Return every line from the records below in which the word "tree" is found.

┌─ DATA

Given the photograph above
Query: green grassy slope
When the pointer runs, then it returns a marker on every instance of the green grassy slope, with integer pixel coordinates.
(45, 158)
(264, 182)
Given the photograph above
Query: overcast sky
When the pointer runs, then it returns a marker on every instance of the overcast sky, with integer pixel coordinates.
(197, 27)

└─
┌─ DATA

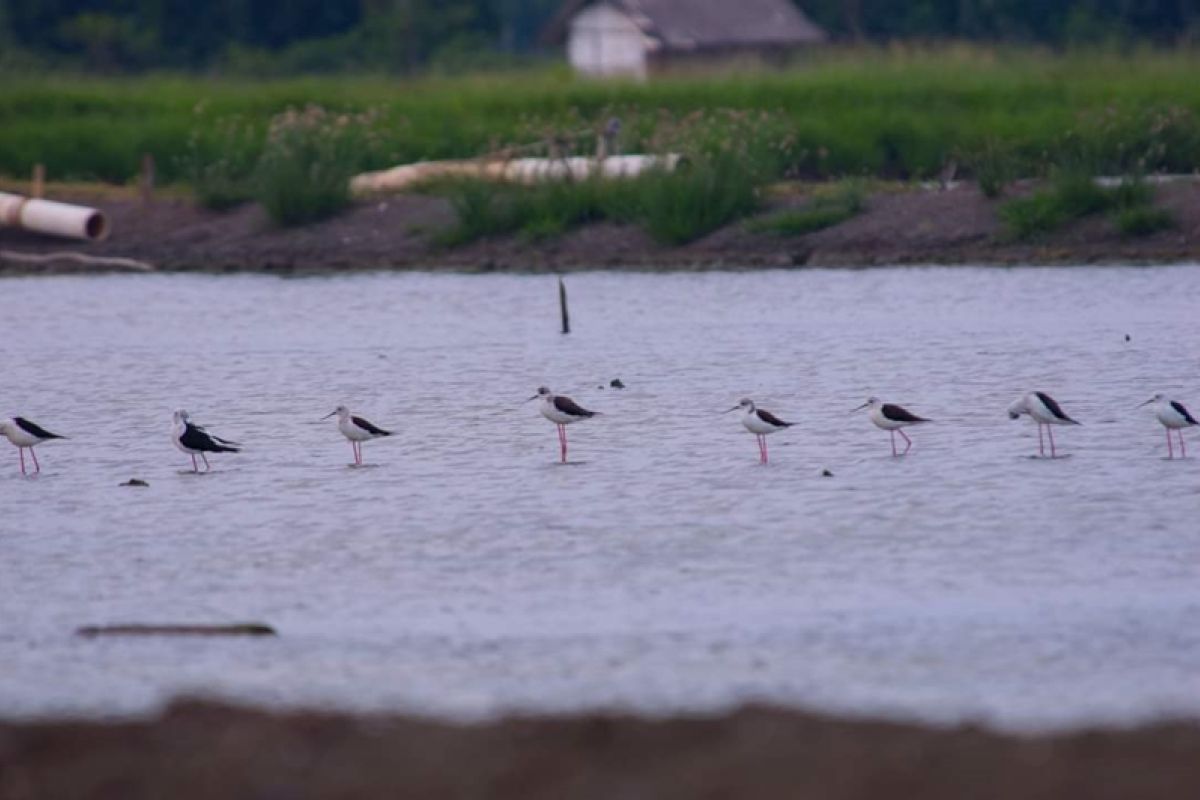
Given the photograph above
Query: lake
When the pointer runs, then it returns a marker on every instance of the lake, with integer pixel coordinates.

└─
┌─ DATA

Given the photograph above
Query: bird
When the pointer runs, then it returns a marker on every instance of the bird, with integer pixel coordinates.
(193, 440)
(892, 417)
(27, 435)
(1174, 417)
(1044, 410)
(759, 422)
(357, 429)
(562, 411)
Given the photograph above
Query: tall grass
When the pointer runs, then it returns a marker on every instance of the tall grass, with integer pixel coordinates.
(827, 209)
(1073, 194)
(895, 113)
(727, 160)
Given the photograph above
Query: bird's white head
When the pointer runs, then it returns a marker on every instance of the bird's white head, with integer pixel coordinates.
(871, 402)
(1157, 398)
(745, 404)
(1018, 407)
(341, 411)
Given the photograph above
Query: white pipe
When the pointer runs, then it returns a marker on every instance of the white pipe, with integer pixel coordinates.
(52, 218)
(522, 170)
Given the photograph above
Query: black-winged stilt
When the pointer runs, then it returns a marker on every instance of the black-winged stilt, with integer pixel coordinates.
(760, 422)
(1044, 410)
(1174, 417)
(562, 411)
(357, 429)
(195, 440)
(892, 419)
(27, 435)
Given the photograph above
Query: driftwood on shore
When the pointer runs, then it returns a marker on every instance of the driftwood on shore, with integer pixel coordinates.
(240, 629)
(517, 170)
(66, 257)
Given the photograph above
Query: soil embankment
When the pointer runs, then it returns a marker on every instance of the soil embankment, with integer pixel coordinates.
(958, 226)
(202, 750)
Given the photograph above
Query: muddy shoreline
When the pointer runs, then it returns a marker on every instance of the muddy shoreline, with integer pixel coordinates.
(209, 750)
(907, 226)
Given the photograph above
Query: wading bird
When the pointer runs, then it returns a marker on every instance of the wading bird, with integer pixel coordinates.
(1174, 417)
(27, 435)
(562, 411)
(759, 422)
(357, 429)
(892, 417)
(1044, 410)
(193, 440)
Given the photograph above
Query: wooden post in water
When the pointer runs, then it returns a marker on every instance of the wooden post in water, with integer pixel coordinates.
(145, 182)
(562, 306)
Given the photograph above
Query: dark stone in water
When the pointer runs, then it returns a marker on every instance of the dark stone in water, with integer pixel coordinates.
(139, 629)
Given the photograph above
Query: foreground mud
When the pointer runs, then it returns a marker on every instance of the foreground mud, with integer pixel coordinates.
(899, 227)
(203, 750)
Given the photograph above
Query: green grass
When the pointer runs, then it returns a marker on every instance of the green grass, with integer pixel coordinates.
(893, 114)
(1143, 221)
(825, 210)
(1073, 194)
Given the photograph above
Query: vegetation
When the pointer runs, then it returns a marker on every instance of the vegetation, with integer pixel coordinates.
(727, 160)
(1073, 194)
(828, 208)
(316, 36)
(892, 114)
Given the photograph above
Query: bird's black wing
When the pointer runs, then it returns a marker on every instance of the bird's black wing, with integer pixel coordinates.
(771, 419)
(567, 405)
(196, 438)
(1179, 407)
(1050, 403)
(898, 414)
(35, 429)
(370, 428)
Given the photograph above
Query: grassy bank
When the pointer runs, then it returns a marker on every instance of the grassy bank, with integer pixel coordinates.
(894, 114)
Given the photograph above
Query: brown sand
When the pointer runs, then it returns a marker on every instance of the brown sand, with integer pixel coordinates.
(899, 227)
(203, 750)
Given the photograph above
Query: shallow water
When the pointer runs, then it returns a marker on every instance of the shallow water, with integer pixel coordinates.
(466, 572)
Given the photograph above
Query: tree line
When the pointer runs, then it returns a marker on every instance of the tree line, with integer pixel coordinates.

└─

→ SOLUTION TO THE EXERCISE
Query: tree line
When the pointer runs, then it returns a marker on every instance of the tree line, with integer pixel coordinates.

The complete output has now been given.